WHAT TO DO:
1: According to the ephedra profile, which months does Ephedra sinica flower?
2: Extend the ephedra profile with a few more sentences that follow on from its last line.

SELECTED EXTRACT:
* * *
Botanical name: Ephedra intermedia
Common name: Ephedra
Literal name translation: hemp yellow
Family: Ephedraceae, ephedra family
Part used in Chinese medicine: stems
Major Chinese medicine actions:
Releases exterior, induces sweating, disseminates Lung qi,
calms wheezing, promotes urination
Photo Credits: (top to bottom)
Photo 1: Ephedra intermedia; 03/2008; author Sten Porse; permission under GFDL
Photo 2: Ephedra intermedia; 03/2008; author Sten Porse; permission under GFDL
Ephedra sinica is native to East Asia, growing mainly in the desert region, plains and mountain slopes of northern China. It has been used in Chinese medicine for over 5,000 years. In recent years, there has been a great deal of concern in the U.S. over the safety of ephedra use and in 2004, U.S. Federal Drug Administration banned the sale of over the counter supplements containing ephedra alkaloids.
Growing and Propagation
Ephedra sinica is relatively easy to grow. The plant flowers from May to June and seeds ripen from August to September. It is hardy to zone 0, thrives in ordinary loamy soil and does very well in loose rocky or sandy soil with full sun and a little water. It makes an excellent ground cover on rocky slopes. During the first year of growth, the plants must be watered regularly and kept weed-free, but mature plants are drought tolerant. To produce seeds both male and female plants are needed.
* * *
RECORD EXTRACTS:
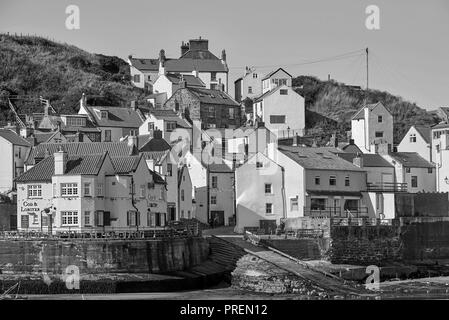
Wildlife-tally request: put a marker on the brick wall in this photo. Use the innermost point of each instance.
(195, 110)
(365, 245)
(255, 274)
(102, 256)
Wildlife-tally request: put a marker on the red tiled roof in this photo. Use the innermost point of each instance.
(125, 164)
(117, 117)
(76, 165)
(411, 160)
(212, 96)
(318, 158)
(115, 149)
(145, 64)
(14, 138)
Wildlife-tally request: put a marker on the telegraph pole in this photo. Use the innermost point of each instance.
(367, 69)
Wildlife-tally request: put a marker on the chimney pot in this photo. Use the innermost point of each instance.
(60, 161)
(358, 160)
(157, 134)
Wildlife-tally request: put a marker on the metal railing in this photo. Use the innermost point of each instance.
(386, 187)
(330, 212)
(109, 233)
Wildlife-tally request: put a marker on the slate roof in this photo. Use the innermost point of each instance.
(76, 165)
(115, 149)
(211, 96)
(117, 117)
(190, 79)
(155, 155)
(425, 132)
(14, 138)
(323, 158)
(157, 178)
(125, 164)
(155, 144)
(369, 159)
(220, 167)
(269, 93)
(145, 64)
(360, 113)
(349, 147)
(441, 126)
(273, 72)
(170, 115)
(411, 160)
(190, 64)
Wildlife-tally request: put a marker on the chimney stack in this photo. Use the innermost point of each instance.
(83, 101)
(60, 161)
(334, 141)
(295, 140)
(132, 141)
(157, 134)
(184, 48)
(358, 160)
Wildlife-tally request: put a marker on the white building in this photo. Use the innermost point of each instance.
(372, 125)
(171, 125)
(281, 109)
(276, 78)
(381, 183)
(260, 194)
(221, 195)
(319, 183)
(248, 86)
(170, 82)
(417, 139)
(114, 122)
(413, 170)
(144, 72)
(440, 155)
(88, 193)
(14, 150)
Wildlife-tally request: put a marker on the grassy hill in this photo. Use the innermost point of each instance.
(35, 66)
(339, 102)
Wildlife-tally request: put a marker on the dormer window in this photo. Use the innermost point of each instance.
(103, 114)
(171, 125)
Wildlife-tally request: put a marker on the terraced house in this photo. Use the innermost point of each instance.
(213, 108)
(85, 193)
(113, 122)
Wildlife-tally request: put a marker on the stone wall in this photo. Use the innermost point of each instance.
(102, 256)
(258, 275)
(8, 216)
(429, 204)
(365, 245)
(303, 249)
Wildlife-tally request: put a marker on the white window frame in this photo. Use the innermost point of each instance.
(69, 189)
(270, 188)
(34, 191)
(100, 190)
(69, 218)
(214, 179)
(87, 219)
(87, 186)
(269, 206)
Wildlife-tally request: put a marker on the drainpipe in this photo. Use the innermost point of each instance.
(284, 204)
(133, 203)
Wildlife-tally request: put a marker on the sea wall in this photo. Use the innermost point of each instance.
(102, 256)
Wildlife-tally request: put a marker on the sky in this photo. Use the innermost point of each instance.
(408, 55)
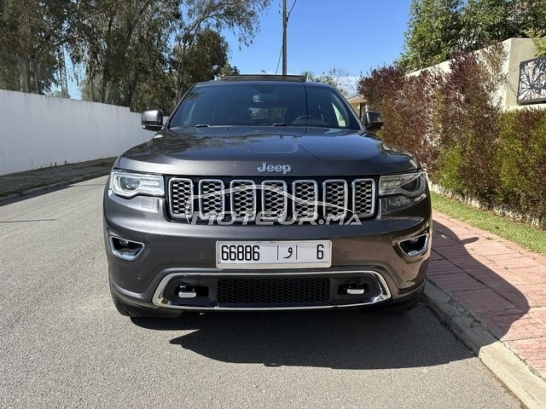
* * *
RESPONSES BY ITEM NUMBER:
1: It flowers from May to June.

2:
Propagation is by clump division in the spring, or seeds sown in spring. Seeds can be planted in a greenhouse as soon as they are ripe in autumn, or in warm, dry climates, seeds can be planted directly outdoors in the spring when temperatures are about 68 degrees F.
Harvesting and Preparation
Stems can be gathered any time of year but the stems have their highest alkaloid content during the bloom season. Good quality Ma Huang tastes bitter and astringent. The stems should be light green or yellowish green, with a reddish brown center, and not break when pulled at the stem junctions.